# Instructions
(1) According to the outline on natural and moral evil, how many people died in the Kashmir earthquake of October 2005?
(2) Carry the outline on natural and moral evil forward from its last line.

Tuesday, March 11, 2008

What Went Wrong? Natural & Moral Evil

I. What Went Wrong: Natural evil & Moral evil
Natural disasters
Boxing Day tsunami in 2004, 225,000 died in eleven countries
Katrina, more than 1,800 died in August 2005 in Mississippi and Louisiana
Kashmir earthquake, October 2005; 75,000 died in Pakistan and India

Moral disasters
The Somme, WWI; one million casualties combined.
Holocaust, WWII: six million Jews exterminated; many more “undesirables.”
September 11, 2001: 3,000 civilians killed by terrorists in NYC and Washington.

* Perhaps we might have quibbled about the definition of “evil” some time ago, in our post-modern way. In this century, the reality of evil is tangible, acknowledged by virtually everyone.
* Some have used the presence of evil as an argument to support atheism.
1. If evil exists, then either God does not, or.
2. God is either not good (else, he would prevent evil), or he is not powerful (unable to prevent evil).
3. Thus, a god too weak to prevent evil or too evil to so desire, is not God at all.

The Bible presents a very different explanation of the problem of evil.
A. The World was made well and good.
i. Gen. 1, 2: “and it was good.”
ii. “and it was good.”
B. The World remains essentially good.
i. Jesus walked the earth without suit armor.

# Records supplied
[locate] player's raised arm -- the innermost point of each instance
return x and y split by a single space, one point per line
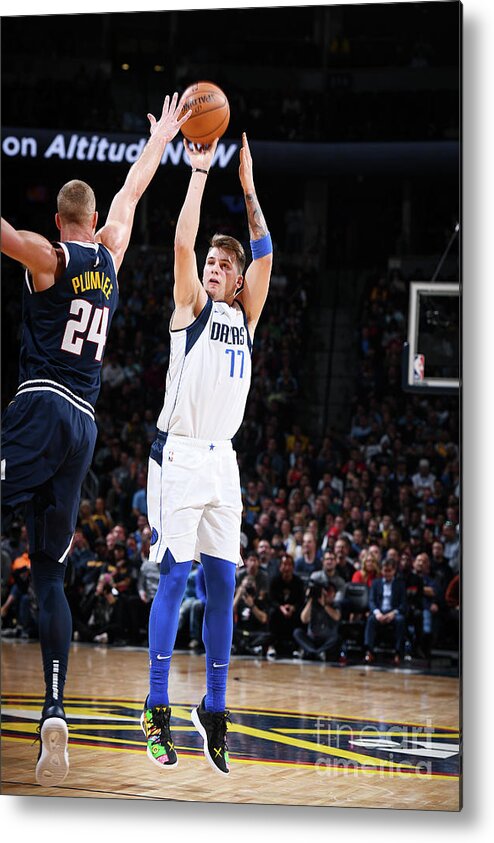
188 291
116 232
32 250
255 289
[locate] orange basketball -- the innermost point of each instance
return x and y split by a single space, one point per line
210 112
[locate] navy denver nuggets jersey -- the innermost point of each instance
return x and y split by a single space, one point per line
66 326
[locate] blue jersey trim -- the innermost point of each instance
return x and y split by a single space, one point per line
195 330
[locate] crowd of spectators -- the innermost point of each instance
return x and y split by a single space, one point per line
352 510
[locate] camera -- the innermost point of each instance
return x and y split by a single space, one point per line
313 590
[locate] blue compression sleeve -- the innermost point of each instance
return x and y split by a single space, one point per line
163 623
217 627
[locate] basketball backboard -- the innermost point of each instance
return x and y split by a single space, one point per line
431 357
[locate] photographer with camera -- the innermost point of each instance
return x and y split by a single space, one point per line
250 632
322 618
286 595
102 616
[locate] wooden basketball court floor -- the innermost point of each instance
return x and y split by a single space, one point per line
302 733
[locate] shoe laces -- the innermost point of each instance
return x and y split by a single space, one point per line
161 723
219 720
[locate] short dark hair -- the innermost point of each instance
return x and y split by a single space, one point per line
229 244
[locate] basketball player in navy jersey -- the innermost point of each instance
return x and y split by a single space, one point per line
194 500
48 431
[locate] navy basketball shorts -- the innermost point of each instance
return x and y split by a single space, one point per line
194 499
47 448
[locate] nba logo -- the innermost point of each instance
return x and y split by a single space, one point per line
418 368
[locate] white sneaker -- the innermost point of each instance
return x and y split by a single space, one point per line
53 758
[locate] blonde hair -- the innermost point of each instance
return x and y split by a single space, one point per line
223 241
76 201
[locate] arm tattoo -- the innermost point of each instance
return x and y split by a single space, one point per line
257 223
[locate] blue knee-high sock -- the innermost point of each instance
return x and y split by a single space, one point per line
55 624
219 576
163 622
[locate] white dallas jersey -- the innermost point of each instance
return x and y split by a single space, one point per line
208 374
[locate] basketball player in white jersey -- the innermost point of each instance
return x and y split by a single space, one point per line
194 499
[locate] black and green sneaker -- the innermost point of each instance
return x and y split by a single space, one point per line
155 723
212 726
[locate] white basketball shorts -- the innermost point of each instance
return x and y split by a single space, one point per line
194 499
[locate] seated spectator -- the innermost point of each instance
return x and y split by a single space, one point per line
102 517
19 612
423 481
252 568
251 631
139 498
288 537
369 571
192 609
452 598
329 573
102 614
430 603
387 604
139 606
87 523
322 618
451 545
267 560
344 565
286 596
310 560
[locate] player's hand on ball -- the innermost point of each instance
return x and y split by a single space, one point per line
245 170
170 121
200 156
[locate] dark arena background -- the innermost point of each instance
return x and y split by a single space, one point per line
353 118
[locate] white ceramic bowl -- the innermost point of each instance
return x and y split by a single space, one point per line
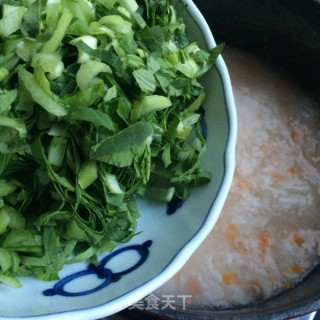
136 269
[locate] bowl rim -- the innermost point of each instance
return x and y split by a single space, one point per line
181 257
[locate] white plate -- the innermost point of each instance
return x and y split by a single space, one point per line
167 241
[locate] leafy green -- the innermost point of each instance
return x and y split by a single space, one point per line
99 104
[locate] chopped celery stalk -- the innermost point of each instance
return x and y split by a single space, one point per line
148 104
130 5
50 63
55 41
117 24
112 183
56 151
89 41
39 95
88 173
16 124
86 75
11 19
3 73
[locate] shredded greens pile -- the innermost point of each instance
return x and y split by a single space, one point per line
99 104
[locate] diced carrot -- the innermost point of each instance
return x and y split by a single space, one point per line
292 170
296 268
230 236
231 226
257 286
287 285
230 278
298 239
277 176
294 135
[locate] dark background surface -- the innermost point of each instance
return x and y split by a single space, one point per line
286 32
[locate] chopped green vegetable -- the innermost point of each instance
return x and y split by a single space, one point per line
99 104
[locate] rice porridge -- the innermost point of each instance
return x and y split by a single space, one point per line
268 235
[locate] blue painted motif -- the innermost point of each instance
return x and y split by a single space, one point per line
174 205
101 272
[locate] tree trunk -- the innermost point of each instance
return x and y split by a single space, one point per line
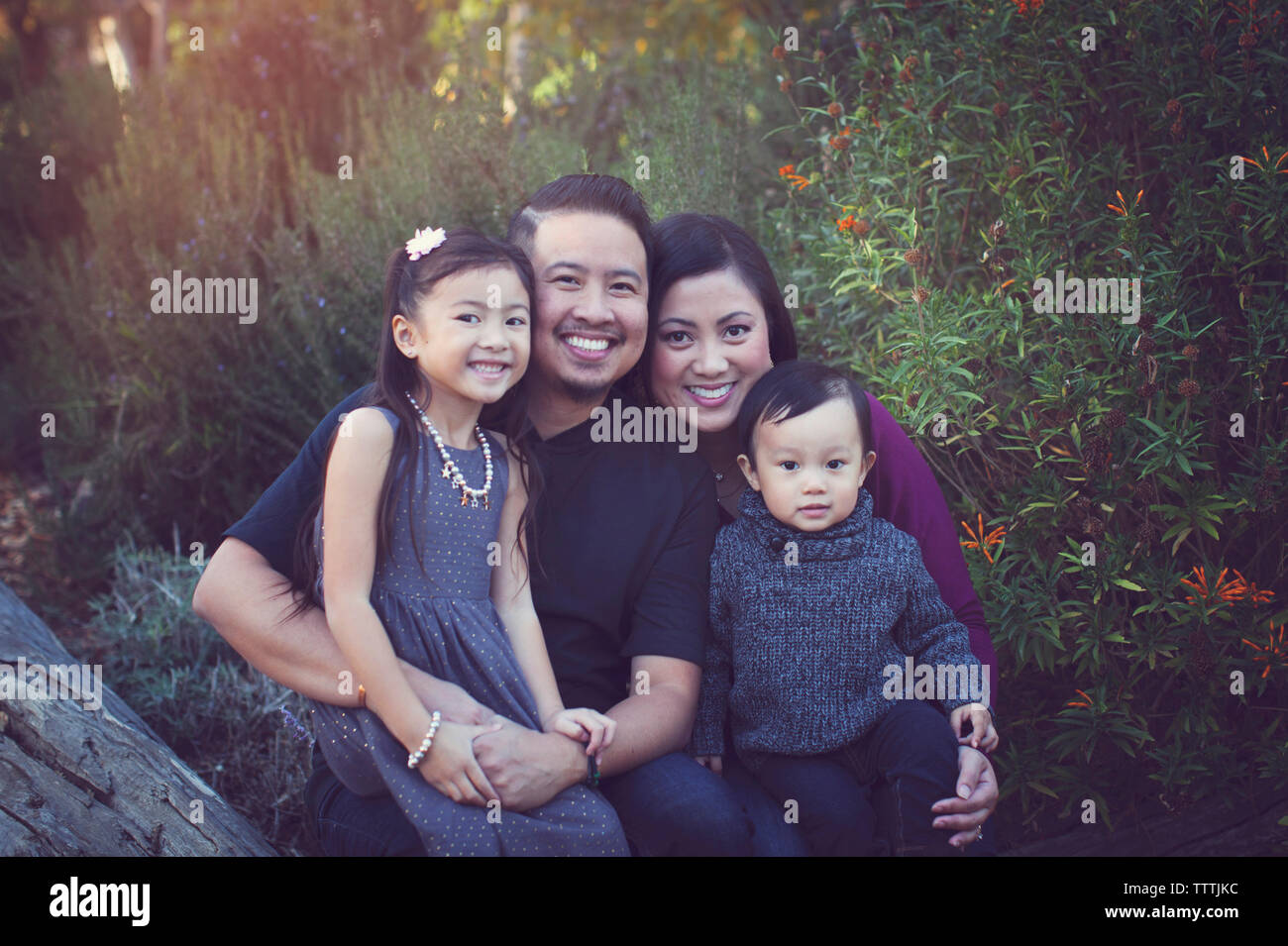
94 782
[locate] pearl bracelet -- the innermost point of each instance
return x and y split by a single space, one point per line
415 757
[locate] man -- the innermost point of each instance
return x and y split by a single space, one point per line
623 536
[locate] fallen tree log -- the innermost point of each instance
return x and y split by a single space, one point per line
93 781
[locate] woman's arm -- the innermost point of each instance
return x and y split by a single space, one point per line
351 511
906 493
511 593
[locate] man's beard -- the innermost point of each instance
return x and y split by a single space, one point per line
580 392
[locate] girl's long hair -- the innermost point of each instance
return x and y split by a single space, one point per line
407 283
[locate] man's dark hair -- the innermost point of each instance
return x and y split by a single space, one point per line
583 193
791 389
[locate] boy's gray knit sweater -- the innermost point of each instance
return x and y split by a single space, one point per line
798 650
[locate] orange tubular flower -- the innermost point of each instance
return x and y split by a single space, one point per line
1122 203
1265 154
1275 650
1257 596
993 538
1222 591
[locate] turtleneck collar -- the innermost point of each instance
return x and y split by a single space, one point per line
838 541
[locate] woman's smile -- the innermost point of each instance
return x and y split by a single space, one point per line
711 395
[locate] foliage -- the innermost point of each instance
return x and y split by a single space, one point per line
1060 430
222 717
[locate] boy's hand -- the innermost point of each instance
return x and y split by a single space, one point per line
983 732
587 726
712 762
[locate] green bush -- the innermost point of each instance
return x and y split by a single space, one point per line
237 729
1051 431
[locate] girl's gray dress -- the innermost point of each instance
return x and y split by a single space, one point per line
441 618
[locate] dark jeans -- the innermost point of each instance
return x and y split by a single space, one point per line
912 751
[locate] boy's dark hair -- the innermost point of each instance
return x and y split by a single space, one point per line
791 389
407 282
583 193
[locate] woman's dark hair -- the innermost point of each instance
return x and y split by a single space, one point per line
791 389
688 245
583 193
407 283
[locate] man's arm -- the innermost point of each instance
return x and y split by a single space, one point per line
657 717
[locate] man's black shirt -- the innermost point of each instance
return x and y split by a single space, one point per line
623 532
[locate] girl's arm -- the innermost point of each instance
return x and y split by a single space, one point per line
351 519
511 594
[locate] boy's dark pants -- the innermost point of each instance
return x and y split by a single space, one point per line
911 749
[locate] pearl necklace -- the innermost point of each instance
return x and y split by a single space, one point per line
450 470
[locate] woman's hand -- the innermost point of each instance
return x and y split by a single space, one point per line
713 762
983 735
450 766
587 726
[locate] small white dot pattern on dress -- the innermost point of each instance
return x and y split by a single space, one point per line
441 619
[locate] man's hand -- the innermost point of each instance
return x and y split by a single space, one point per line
977 789
527 768
587 726
983 732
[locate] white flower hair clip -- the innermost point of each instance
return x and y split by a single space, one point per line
424 241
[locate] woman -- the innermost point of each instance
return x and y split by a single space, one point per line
716 323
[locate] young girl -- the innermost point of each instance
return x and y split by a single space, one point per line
417 555
812 602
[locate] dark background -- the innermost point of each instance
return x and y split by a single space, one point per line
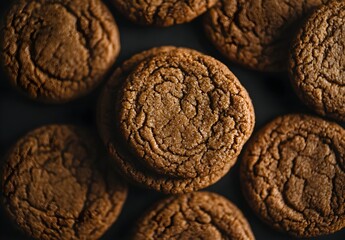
272 96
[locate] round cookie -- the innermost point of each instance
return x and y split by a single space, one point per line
256 34
208 120
293 175
55 51
199 215
163 13
132 166
317 61
55 186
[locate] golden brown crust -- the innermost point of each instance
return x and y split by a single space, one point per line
163 13
57 50
317 61
200 215
130 165
55 185
293 173
254 33
185 114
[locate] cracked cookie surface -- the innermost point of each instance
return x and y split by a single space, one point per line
200 215
254 33
57 50
164 12
317 61
55 185
132 166
185 114
293 175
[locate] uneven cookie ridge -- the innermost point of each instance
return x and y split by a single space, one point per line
317 61
54 186
163 13
185 114
57 50
130 165
256 34
199 215
292 175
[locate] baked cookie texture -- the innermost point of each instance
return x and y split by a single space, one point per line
163 13
182 119
57 50
317 61
199 215
56 185
257 34
293 175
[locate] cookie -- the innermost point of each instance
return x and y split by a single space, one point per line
55 51
317 61
163 13
256 34
129 159
199 215
56 185
293 175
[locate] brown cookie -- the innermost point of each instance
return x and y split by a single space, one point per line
317 62
185 114
55 51
293 175
163 13
55 185
199 215
256 34
133 166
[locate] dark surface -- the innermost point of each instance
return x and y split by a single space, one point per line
272 96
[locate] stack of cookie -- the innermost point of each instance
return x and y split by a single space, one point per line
175 120
292 172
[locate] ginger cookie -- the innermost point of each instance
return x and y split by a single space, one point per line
55 51
163 13
176 175
317 62
256 34
56 185
293 175
199 215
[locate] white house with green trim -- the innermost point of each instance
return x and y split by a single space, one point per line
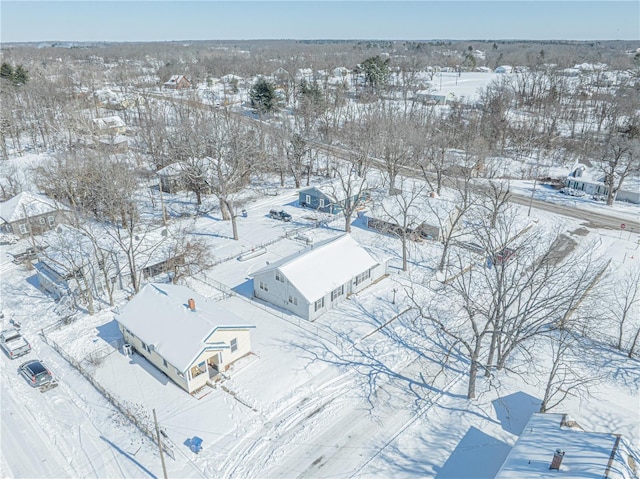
184 335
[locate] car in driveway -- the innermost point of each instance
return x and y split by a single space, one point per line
36 373
14 343
280 215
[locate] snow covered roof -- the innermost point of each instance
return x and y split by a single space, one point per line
325 267
586 454
27 205
159 315
176 79
433 211
337 192
109 122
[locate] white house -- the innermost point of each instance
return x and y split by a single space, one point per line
424 217
592 183
184 335
313 281
109 125
551 446
30 214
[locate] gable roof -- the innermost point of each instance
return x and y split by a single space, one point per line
587 454
176 79
325 267
159 316
27 205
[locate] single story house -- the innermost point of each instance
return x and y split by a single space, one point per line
109 125
30 214
330 198
592 183
173 177
184 335
177 82
424 218
72 262
552 446
315 280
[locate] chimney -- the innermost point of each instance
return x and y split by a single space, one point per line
557 459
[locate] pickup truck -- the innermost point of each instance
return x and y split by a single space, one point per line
14 343
280 215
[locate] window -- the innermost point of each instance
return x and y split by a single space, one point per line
336 293
363 276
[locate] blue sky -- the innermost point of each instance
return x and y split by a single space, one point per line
22 21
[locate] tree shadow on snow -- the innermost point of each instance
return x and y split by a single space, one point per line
477 456
513 411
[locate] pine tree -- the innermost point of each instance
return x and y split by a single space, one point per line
263 96
20 75
6 71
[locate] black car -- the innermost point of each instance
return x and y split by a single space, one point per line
36 373
280 215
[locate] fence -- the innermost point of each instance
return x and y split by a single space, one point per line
146 429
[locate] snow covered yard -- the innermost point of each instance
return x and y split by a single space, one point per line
360 392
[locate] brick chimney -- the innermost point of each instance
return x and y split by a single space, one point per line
557 459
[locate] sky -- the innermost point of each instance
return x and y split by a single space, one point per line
117 20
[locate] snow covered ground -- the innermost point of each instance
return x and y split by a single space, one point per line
355 394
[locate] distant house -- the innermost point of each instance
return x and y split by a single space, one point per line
109 125
592 183
173 177
187 337
330 198
30 214
72 262
504 69
281 76
177 82
314 281
426 218
551 446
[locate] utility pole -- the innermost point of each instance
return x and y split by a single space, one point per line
155 420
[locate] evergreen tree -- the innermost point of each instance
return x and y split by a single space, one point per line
20 75
263 96
6 71
376 71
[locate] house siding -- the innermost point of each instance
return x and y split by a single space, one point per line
34 225
187 382
278 294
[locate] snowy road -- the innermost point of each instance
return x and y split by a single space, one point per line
69 431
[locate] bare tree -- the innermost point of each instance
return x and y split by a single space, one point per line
567 375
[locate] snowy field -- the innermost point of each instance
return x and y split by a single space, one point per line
357 393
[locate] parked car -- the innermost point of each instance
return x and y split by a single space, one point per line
36 373
14 343
280 215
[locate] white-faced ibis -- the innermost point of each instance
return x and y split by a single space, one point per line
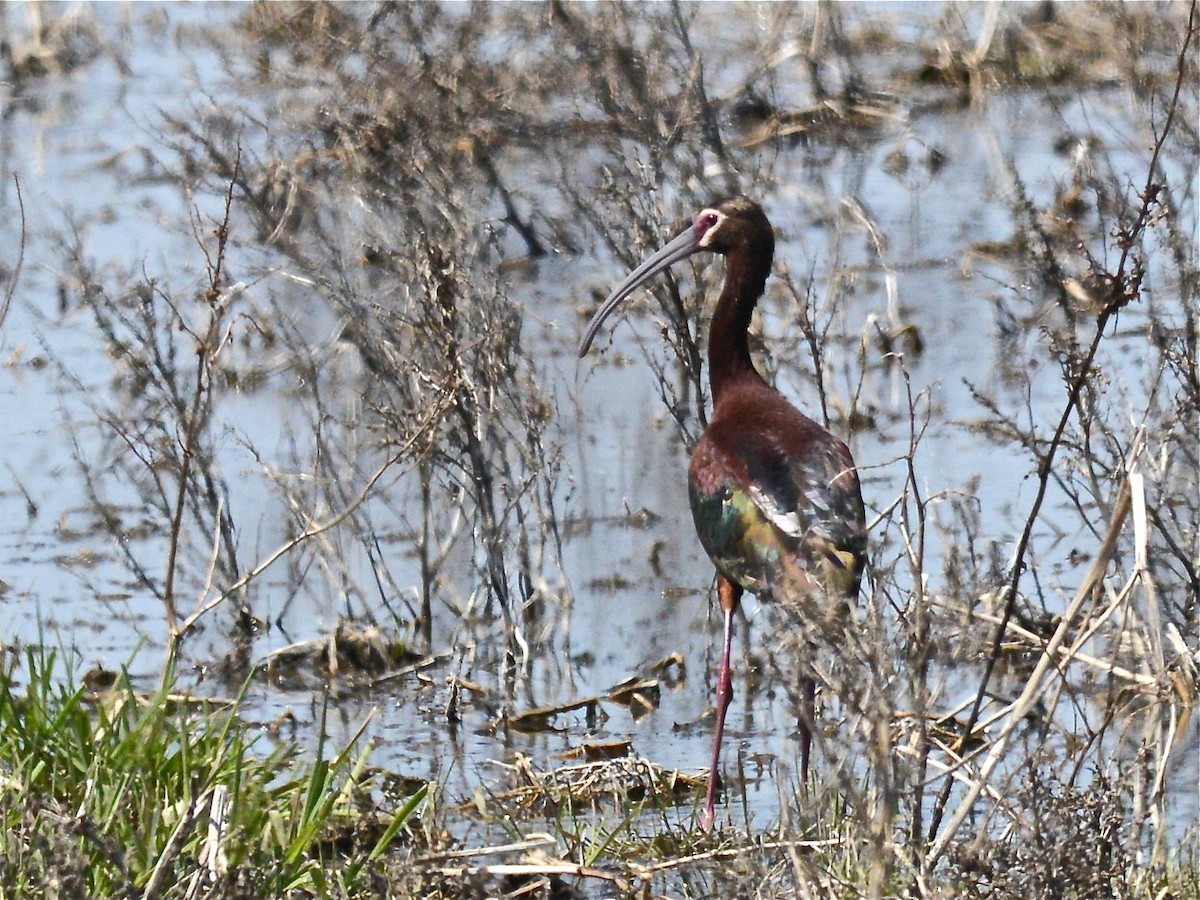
774 496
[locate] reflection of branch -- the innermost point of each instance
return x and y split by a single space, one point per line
1122 287
205 358
312 531
1050 654
21 257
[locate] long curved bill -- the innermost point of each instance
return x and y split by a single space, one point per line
678 249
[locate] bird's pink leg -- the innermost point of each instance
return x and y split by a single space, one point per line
808 714
730 595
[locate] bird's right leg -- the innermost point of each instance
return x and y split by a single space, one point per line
730 595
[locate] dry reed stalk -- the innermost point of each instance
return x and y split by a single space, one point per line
1036 683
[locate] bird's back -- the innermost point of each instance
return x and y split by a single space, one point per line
777 501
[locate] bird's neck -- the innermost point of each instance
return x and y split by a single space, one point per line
729 345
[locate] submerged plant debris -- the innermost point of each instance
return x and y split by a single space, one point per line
303 477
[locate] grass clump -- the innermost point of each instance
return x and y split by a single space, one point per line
125 795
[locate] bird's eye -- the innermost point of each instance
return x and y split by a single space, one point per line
706 222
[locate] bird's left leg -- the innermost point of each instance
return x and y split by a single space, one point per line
730 595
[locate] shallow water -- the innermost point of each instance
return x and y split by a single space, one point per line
639 583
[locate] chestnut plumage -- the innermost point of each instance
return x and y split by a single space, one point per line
775 497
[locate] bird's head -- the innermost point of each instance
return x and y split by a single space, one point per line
736 223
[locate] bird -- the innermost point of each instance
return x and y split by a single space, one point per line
775 498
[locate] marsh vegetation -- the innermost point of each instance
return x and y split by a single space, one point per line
300 456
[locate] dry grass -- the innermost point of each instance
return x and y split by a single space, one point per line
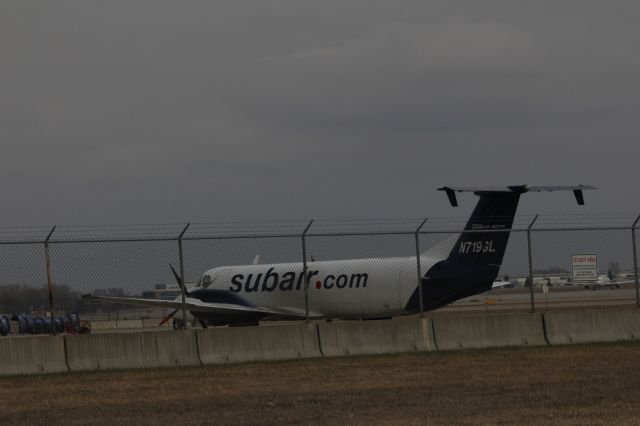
591 384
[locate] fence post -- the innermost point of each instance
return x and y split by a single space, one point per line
418 260
304 271
182 287
49 280
533 309
635 261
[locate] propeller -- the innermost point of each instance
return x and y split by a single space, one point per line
182 287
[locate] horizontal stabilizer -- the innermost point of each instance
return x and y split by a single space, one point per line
517 189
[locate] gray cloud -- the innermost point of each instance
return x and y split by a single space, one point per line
158 111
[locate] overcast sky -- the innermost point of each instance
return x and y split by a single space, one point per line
167 111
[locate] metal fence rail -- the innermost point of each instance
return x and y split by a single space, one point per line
44 270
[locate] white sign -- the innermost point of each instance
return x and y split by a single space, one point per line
585 267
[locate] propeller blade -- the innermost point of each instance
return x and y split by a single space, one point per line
168 317
179 280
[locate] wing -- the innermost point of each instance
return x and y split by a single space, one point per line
197 305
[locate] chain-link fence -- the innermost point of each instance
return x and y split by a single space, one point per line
551 262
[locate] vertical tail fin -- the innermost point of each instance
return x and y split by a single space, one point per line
476 257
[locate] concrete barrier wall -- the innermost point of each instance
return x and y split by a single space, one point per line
593 325
485 331
264 343
376 337
131 350
103 325
49 354
32 354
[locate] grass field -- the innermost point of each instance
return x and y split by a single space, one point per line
581 384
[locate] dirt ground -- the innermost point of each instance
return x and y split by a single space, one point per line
582 384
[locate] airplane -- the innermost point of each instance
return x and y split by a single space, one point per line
458 267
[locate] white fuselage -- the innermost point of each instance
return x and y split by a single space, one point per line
355 288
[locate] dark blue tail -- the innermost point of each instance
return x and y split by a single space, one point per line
474 262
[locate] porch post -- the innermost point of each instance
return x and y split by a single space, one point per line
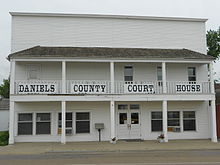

# Answers to the problems
(1) 75,000 people died, in Pakistan and India.

(2)
ii. Jesus provided an ethic for dealing with the world as it is and as it will be.
C. The World is now morally broken and in need of repair.
i. Genesis 3:1-7
ii. Genesis 3:8-
D. The World is being reconstructed by the Creator God who made it.
i. Our moral problem was addressed directly by God in Genesis 3:9-15
ii. The shame of Adam and Eve was directly confronted by God’s seeking them out.
iii. The question of cause is highlighted by
1. God’s direct questions, “Where are you…Who told you…?
2. Many other questions were left unanswered!
a. Where did evil originate?
b. Why was a serpent in the Garden?
c. Why did the serpent choose to use its cunning in such a deceptive manner?
iv. The problem of human rebellion was
1. confronted by God
2. addressed by expulsion from the Garden.
a. The rebellion problem was treated with expulsion and curses.
i. Avoid the Tree of Life.
ii. Endure the curses for the serpent, the man, the woman, and their posterity.
1. Posterity includes us; the blessing of fruitfulness was not rescinded; yet…
2. A curse for the Posterity means that the brokenness runs through even the best of us, “and he died…” as we all do!
b. The wickedness of Noah’s time was treated with a torrential Flood.
c. The arrogance of Babel’s Tower was treated with confusion and dispersal.
3. What do we learn?
a. Satan, who introduces evil into the world, is important, but not all-important; ‘the devil made me do it’ is not an accepted excuse.
b. Human responsibility is highlighted, not diminished.
c. Human evil-doing is mixed up with the brokenness of the creation.
d. The eradication of evil in the world will not come as a mere spoken word; the process is much more complicated, because
i. The world is still mostly good.
ii. Humans will be the means of restoration.
1. Adam & Eve, Cain & Abel.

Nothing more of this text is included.